• [Listed entries]:
--- begin ---
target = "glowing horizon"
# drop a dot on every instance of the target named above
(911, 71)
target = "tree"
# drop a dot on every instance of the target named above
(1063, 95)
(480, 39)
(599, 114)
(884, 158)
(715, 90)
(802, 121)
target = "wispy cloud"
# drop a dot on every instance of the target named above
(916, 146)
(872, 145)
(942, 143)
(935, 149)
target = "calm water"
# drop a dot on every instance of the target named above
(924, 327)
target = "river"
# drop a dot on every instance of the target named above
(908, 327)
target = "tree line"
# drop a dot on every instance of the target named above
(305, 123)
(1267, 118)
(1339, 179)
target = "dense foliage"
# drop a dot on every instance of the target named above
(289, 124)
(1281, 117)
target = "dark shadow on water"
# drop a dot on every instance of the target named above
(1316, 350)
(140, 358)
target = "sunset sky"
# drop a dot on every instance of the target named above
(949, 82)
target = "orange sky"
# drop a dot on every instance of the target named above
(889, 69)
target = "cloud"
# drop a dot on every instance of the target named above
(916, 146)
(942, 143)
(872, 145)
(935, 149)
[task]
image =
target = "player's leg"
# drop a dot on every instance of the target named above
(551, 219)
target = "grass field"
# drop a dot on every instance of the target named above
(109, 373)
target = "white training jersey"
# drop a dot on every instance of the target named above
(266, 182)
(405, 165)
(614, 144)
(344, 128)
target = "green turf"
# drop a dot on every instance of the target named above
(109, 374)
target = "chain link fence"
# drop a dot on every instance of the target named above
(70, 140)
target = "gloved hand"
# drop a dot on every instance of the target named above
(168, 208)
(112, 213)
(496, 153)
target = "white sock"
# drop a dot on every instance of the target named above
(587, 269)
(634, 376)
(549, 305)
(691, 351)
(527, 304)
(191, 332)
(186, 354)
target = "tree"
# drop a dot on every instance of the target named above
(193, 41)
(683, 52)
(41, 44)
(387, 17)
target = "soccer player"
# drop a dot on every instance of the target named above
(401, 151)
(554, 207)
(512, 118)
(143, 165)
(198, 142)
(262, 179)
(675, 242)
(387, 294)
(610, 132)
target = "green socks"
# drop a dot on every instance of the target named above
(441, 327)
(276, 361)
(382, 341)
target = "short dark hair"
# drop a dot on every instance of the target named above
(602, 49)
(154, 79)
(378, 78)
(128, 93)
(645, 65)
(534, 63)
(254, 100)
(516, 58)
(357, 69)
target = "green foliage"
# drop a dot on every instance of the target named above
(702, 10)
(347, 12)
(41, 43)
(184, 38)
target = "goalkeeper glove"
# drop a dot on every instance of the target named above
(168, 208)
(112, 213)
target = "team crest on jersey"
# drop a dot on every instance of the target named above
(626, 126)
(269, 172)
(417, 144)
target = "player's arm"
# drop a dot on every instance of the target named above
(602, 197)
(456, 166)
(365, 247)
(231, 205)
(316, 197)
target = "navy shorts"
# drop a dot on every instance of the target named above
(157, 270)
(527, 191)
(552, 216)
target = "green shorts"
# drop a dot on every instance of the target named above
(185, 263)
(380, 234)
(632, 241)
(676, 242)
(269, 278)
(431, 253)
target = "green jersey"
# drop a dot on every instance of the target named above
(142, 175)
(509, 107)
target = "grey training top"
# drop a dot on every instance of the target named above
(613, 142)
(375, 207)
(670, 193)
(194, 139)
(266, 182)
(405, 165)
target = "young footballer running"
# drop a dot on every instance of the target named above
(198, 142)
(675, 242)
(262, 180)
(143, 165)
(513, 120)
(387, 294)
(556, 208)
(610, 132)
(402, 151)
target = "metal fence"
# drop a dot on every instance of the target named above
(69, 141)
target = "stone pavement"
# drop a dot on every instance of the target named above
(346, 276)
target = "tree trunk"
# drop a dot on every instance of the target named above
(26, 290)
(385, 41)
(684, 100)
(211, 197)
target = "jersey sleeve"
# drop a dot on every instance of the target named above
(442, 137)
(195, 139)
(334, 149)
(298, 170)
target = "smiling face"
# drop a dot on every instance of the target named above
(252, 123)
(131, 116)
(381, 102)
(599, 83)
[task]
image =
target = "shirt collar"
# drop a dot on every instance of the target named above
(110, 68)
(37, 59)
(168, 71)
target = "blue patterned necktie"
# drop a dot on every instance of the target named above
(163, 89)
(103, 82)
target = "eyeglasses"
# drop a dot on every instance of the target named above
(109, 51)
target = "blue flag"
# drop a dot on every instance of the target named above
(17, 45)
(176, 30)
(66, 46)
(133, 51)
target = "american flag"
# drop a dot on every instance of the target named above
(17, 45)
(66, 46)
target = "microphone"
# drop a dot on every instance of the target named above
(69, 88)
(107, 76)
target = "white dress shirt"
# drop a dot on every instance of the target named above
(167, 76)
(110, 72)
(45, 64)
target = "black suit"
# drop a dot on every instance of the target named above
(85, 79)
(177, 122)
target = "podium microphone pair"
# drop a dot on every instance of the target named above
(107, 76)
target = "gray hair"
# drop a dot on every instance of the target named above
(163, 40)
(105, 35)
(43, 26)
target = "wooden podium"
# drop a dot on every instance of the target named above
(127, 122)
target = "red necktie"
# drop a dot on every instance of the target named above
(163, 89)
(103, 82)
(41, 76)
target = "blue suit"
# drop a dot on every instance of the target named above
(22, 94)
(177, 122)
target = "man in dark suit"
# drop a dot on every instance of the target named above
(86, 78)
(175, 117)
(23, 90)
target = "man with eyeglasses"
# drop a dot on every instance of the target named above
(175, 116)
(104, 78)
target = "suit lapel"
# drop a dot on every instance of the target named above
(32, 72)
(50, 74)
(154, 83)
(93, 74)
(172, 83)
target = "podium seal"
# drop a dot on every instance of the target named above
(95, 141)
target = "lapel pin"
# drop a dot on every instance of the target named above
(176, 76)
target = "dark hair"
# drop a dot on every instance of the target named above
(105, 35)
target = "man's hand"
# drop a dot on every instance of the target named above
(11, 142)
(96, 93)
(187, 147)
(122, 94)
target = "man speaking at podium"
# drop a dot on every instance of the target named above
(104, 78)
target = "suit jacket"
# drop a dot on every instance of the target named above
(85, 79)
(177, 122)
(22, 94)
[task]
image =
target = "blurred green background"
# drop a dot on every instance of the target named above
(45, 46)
--- end ---
• [Set exercise]:
Every entry must be quoted exactly as it appears above.

• [Correct output]:
target = "glowing horizon"
# drop a dot on every instance of the target named above
(911, 71)
target = "tree"
# drop a dot on every instance of the target named above
(1063, 95)
(480, 39)
(599, 114)
(884, 158)
(715, 90)
(802, 121)
target = "wispy cloud"
# drop a dot on every instance of the target named above
(916, 146)
(872, 145)
(942, 143)
(935, 149)
target = "calm water"
# drop a dot on every instance of the target named above
(924, 327)
target = "river"
# drop a dot on every instance of the target named above
(908, 327)
target = "tree line"
# drop a dot on every instance of the target named above
(305, 123)
(1267, 118)
(1339, 179)
target = "dense foliage"
# drop a dot on every instance of the target named above
(289, 124)
(1281, 117)
target = "dark shadow on water"
# drop a dot on every instance of the target named above
(1316, 350)
(140, 358)
target = "sunset sky"
# drop a dot on every instance of the target named above
(949, 82)
target = "orange sky"
# drop a dot on every instance of the target named above
(889, 69)
target = "cloud"
# drop a dot on every instance of the target named above
(916, 146)
(942, 143)
(872, 145)
(935, 149)
[task]
image =
target = "player's leg"
# drop a dot on every instance of the target named above
(551, 219)
target = "grass field"
# drop a dot on every instance of the target named above
(109, 373)
target = "white training jersey"
# drop a dot on every instance of the target named above
(266, 182)
(405, 165)
(614, 144)
(344, 128)
target = "green turf"
# drop a dot on every instance of the target named above
(109, 374)
target = "chain link fence"
# drop a dot on every instance of the target named above
(70, 140)
target = "gloved hand"
# drop a dot on every instance of the target named above
(168, 208)
(112, 213)
(496, 153)
target = "white sock"
# drop a dot on every instance of the target named above
(587, 269)
(634, 376)
(549, 305)
(691, 351)
(527, 304)
(191, 332)
(186, 354)
target = "tree"
# drop a dot on every instance of the target named above
(193, 41)
(683, 52)
(41, 44)
(387, 17)
target = "soccer player"
# drop a dot on every instance of the target named above
(401, 151)
(554, 207)
(512, 118)
(143, 165)
(198, 142)
(262, 179)
(675, 242)
(387, 294)
(610, 132)
target = "green socks"
# drop a dot on every instance of the target named above
(441, 327)
(276, 361)
(382, 341)
target = "short dark hair"
# drop a dot on every instance of the target named above
(602, 49)
(154, 79)
(378, 78)
(128, 93)
(645, 65)
(534, 63)
(254, 100)
(516, 58)
(357, 69)
target = "green foliage"
# drop a dot on every instance of the target named above
(702, 10)
(347, 12)
(41, 43)
(184, 38)
target = "goalkeeper glove"
# drop a dot on every instance of the target named above
(168, 208)
(112, 213)
target = "team crest on jersey"
# drop a dot on every instance of the target named above
(626, 126)
(269, 172)
(417, 144)
target = "player's arm"
# drop a dot on every instance of the target named above
(602, 197)
(456, 166)
(365, 247)
(231, 205)
(316, 197)
target = "navy shorts"
# drop a dot on every instance of the target named above
(157, 270)
(527, 191)
(552, 216)
target = "green shorts"
# drop a dot on every instance of the target named above
(185, 263)
(380, 234)
(632, 241)
(676, 242)
(269, 278)
(431, 253)
target = "green jersey"
# drop a dot on every instance of the target named above
(142, 175)
(509, 107)
target = "grey training top"
# drop a dot on every instance of the target named above
(613, 142)
(375, 207)
(670, 193)
(194, 139)
(266, 182)
(405, 165)
target = "young footballer running"
# drop a dot on every instance of the target named above
(198, 142)
(675, 242)
(262, 180)
(143, 165)
(513, 120)
(387, 294)
(556, 208)
(610, 132)
(402, 151)
target = "metal fence"
# drop a dot on every instance of the target named above
(69, 141)
target = "stone pavement"
# drop a dot on every instance of the target named above
(346, 276)
target = "tree trunk"
# drop a dot on every instance of the target named above
(26, 290)
(385, 41)
(684, 100)
(211, 197)
target = "jersey sleeve"
# drop a dot on every instance of the target named above
(442, 137)
(195, 139)
(334, 149)
(298, 170)
target = "smiling face"
# drop a dot on every instance of the target named above
(252, 123)
(131, 116)
(381, 102)
(599, 83)
[task]
image =
target = "shirt collar"
# drop a dot on every instance of the target named above
(110, 68)
(37, 59)
(168, 71)
target = "blue patterned necktie"
# drop a dot on every instance of the target named above
(163, 89)
(103, 82)
target = "eyeglasses"
# drop a dot on every instance of the target named above
(109, 51)
target = "blue flag"
# drop a dot on every instance of the target named above
(17, 45)
(176, 30)
(66, 46)
(133, 51)
target = "american flag"
# drop a dot on every instance of the target named above
(17, 45)
(66, 46)
target = "microphone"
# drop a dot on every instance of the target named above
(69, 88)
(107, 76)
target = "white dress shirt"
# drop a dot on every instance of the target named above
(167, 76)
(110, 72)
(45, 64)
target = "black suit"
# drop a dot on every instance of the target named above
(85, 79)
(177, 122)
target = "podium microphone pair"
# drop a dot on every instance of the target named above
(107, 76)
target = "gray hair"
# drop a dot on every instance of the target named above
(163, 40)
(105, 35)
(43, 26)
target = "wooden podium"
# drop a dot on every instance of the target named above
(127, 122)
target = "red necktie"
# drop a dot on every instance of the target named above
(163, 89)
(103, 82)
(41, 76)
target = "blue suit"
# drop a dot on every instance of the target named above
(22, 94)
(177, 122)
target = "man in dark suit"
# drop a dot on every instance of the target named above
(86, 78)
(175, 117)
(23, 90)
target = "man with eyeglasses"
# drop a dot on every instance of the target named above
(175, 116)
(104, 78)
target = "suit lapel"
# drop a dot on every instance of the target named above
(32, 72)
(50, 74)
(154, 83)
(93, 74)
(172, 83)
target = "podium seal"
# drop a dot on every instance of the target named above
(95, 141)
target = "lapel pin"
# drop a dot on every instance of the target named above
(176, 76)
target = "dark hair"
# drop a dot on every instance of the target named above
(105, 35)
target = "man's hand"
# drop a dot on every instance of the target named above
(11, 142)
(96, 93)
(187, 147)
(122, 94)
target = "man speaking at podium"
# drop a dot on every instance of the target named above
(104, 78)
target = "suit jacket"
# drop a dot on every instance of the target named above
(85, 79)
(177, 122)
(22, 94)
[task]
image =
target = "blurred green background"
# drop a dot on every instance of the target named above
(45, 46)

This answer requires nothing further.